## What you need to do
Please quote exactly the lines below from the line containing "# for each instance of the wheel" to the line containing "Target: black tire", both lines included, and nothing else.

(Items from a dataset)
────────
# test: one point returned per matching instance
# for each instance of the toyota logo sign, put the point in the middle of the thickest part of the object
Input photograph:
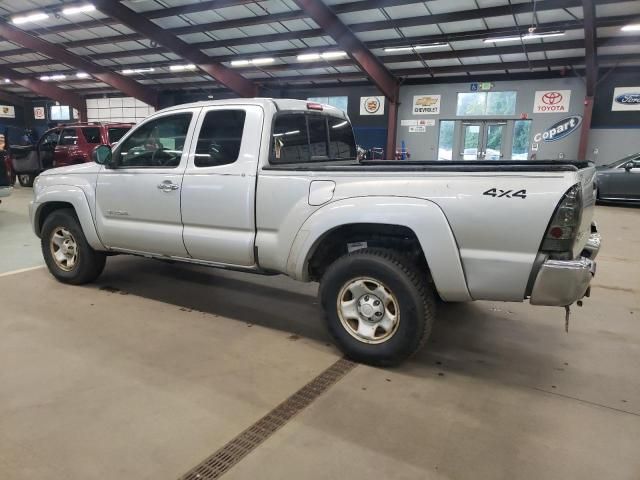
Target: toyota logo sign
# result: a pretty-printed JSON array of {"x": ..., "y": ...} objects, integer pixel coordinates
[
  {"x": 552, "y": 98},
  {"x": 552, "y": 101}
]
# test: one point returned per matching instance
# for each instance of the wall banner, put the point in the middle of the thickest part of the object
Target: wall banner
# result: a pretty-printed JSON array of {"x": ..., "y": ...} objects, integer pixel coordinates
[
  {"x": 625, "y": 99},
  {"x": 7, "y": 111},
  {"x": 426, "y": 105},
  {"x": 559, "y": 130}
]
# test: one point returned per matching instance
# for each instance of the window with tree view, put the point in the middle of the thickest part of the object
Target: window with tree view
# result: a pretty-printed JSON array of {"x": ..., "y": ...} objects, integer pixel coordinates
[
  {"x": 521, "y": 137},
  {"x": 445, "y": 142},
  {"x": 486, "y": 103}
]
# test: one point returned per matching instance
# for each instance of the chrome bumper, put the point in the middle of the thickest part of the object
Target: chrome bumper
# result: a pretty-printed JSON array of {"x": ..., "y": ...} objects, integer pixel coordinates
[{"x": 562, "y": 282}]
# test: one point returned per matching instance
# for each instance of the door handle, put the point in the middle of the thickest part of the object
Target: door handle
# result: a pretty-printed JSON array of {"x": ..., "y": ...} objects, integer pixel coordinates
[{"x": 167, "y": 186}]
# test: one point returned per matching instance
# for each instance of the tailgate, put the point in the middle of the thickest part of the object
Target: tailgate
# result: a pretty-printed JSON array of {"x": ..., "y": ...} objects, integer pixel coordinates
[{"x": 587, "y": 177}]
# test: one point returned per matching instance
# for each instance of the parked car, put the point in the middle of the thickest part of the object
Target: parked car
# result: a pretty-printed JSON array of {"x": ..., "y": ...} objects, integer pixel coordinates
[
  {"x": 274, "y": 187},
  {"x": 62, "y": 146},
  {"x": 620, "y": 180}
]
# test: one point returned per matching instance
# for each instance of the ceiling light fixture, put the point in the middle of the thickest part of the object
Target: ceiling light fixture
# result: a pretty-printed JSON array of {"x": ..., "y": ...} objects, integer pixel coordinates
[
  {"x": 182, "y": 68},
  {"x": 80, "y": 9},
  {"x": 254, "y": 61},
  {"x": 130, "y": 71},
  {"x": 410, "y": 48},
  {"x": 305, "y": 57},
  {"x": 46, "y": 78},
  {"x": 526, "y": 36},
  {"x": 32, "y": 17},
  {"x": 634, "y": 27}
]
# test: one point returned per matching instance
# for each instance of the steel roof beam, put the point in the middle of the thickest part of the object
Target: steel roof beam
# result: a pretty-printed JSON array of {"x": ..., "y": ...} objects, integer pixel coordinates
[
  {"x": 12, "y": 99},
  {"x": 59, "y": 54},
  {"x": 310, "y": 33},
  {"x": 232, "y": 80},
  {"x": 336, "y": 29}
]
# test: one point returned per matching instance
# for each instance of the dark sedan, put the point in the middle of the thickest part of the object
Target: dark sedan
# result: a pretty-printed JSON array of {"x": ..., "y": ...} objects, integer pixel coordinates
[{"x": 620, "y": 180}]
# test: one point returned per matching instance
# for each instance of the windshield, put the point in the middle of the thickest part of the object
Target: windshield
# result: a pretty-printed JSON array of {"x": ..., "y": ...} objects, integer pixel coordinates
[{"x": 116, "y": 133}]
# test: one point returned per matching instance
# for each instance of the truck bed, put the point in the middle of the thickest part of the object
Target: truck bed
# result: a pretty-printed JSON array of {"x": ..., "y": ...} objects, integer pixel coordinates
[{"x": 437, "y": 166}]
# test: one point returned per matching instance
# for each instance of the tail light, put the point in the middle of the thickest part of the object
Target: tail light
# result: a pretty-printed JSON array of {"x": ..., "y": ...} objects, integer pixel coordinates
[{"x": 564, "y": 226}]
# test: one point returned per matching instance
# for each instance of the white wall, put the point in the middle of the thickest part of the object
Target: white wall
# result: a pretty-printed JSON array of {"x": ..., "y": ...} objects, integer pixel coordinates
[
  {"x": 117, "y": 109},
  {"x": 424, "y": 146}
]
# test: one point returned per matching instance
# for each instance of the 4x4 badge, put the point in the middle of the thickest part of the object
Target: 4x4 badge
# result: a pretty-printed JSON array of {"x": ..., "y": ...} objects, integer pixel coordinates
[{"x": 495, "y": 192}]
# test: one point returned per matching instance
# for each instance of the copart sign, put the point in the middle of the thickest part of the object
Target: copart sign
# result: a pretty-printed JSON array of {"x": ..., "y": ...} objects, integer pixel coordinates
[
  {"x": 552, "y": 101},
  {"x": 559, "y": 130},
  {"x": 626, "y": 98},
  {"x": 426, "y": 104}
]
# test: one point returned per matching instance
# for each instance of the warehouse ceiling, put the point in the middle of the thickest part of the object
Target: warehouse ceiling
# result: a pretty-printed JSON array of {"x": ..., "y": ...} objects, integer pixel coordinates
[{"x": 275, "y": 44}]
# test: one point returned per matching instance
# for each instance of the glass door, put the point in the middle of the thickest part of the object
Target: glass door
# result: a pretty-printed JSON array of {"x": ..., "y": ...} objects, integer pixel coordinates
[
  {"x": 471, "y": 137},
  {"x": 493, "y": 141},
  {"x": 482, "y": 140}
]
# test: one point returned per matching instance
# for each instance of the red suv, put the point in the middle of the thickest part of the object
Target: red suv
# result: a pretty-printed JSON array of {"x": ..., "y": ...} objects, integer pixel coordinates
[{"x": 64, "y": 145}]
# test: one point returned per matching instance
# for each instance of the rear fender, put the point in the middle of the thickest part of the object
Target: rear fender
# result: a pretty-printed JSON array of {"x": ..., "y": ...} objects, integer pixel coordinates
[{"x": 423, "y": 217}]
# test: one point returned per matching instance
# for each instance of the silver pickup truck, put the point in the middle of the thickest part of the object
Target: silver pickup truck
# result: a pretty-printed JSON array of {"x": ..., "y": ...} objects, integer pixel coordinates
[{"x": 274, "y": 187}]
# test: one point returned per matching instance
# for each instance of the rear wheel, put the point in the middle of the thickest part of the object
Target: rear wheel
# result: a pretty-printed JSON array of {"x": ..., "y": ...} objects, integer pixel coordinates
[
  {"x": 378, "y": 306},
  {"x": 66, "y": 252},
  {"x": 26, "y": 179}
]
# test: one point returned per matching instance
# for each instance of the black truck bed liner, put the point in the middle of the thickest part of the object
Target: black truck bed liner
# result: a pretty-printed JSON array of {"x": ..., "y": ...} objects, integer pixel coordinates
[{"x": 436, "y": 166}]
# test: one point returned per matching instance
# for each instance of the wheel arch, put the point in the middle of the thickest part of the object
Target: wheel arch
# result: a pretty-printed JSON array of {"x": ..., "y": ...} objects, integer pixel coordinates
[
  {"x": 50, "y": 200},
  {"x": 408, "y": 220}
]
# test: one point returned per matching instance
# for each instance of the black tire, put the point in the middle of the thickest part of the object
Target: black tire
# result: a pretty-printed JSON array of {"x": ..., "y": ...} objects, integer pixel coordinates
[
  {"x": 89, "y": 263},
  {"x": 26, "y": 179},
  {"x": 408, "y": 286}
]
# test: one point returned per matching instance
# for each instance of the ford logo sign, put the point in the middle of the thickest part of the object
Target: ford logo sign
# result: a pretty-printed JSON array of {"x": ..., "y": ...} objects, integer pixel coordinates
[
  {"x": 559, "y": 130},
  {"x": 628, "y": 98}
]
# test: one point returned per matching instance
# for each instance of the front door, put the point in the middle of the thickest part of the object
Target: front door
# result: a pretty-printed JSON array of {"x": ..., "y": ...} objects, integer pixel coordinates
[
  {"x": 138, "y": 193},
  {"x": 218, "y": 191},
  {"x": 482, "y": 140}
]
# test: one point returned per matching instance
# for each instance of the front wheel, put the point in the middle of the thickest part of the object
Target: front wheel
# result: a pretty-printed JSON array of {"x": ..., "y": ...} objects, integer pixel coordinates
[
  {"x": 378, "y": 306},
  {"x": 66, "y": 252},
  {"x": 26, "y": 179}
]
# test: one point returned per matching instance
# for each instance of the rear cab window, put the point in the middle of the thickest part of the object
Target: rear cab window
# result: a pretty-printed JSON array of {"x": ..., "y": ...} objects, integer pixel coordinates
[
  {"x": 311, "y": 137},
  {"x": 116, "y": 133},
  {"x": 92, "y": 135}
]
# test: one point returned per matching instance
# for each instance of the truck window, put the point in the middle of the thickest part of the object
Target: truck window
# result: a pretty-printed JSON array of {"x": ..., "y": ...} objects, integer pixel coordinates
[
  {"x": 69, "y": 137},
  {"x": 116, "y": 133},
  {"x": 290, "y": 140},
  {"x": 220, "y": 138},
  {"x": 318, "y": 137},
  {"x": 92, "y": 135},
  {"x": 156, "y": 144},
  {"x": 299, "y": 137},
  {"x": 342, "y": 144}
]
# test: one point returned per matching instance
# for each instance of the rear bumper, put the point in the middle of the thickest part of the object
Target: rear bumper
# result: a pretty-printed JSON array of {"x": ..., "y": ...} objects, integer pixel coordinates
[{"x": 562, "y": 282}]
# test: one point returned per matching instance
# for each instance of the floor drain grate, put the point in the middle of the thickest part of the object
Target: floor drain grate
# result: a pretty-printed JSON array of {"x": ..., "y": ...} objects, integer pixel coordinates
[{"x": 221, "y": 461}]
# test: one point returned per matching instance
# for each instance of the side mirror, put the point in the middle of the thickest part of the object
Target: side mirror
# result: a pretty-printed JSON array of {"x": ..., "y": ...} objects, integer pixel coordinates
[{"x": 102, "y": 155}]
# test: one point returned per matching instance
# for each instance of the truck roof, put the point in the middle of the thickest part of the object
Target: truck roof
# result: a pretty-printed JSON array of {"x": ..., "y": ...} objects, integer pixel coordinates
[{"x": 280, "y": 103}]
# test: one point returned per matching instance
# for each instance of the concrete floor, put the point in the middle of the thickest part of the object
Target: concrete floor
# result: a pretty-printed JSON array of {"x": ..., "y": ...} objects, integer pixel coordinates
[{"x": 156, "y": 366}]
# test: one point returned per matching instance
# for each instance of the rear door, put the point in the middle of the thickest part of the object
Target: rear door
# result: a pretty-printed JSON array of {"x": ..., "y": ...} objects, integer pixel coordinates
[
  {"x": 629, "y": 181},
  {"x": 138, "y": 197},
  {"x": 218, "y": 190}
]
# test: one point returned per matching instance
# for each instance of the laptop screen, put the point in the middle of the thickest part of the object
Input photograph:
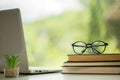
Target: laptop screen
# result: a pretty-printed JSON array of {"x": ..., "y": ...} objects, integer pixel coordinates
[{"x": 12, "y": 38}]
────────
## Response area
# for each instance of the wheel arch, put the point in the middle of the thickest part of the object
Target: wheel arch
# result: a pretty-printed JSON array of {"x": ..., "y": ...} objects, integer pixel coordinates
[
  {"x": 50, "y": 200},
  {"x": 408, "y": 220}
]
# test: one point returned per matching instance
# for each instance of the black tire, put the point in the middle of the thickest part of the object
Target: black tire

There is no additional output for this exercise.